Saved entries:
***
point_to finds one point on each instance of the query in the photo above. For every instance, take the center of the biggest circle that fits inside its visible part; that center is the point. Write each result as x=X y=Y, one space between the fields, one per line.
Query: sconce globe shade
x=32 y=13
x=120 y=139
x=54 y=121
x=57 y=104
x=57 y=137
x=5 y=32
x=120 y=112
***
● TASK ITEM:
Return the data in its entirety, exactly as given.

● ANSWER SECTION:
point_to finds one point on each instance of the query in the photo above. For every instance, take the center of the biggest circle that fits inside its visible part; that center is the point. Write each result as x=X y=Y, one space between the fields, one per line.
Query: sconce globe shade
x=32 y=13
x=120 y=139
x=54 y=121
x=57 y=104
x=57 y=137
x=5 y=32
x=120 y=112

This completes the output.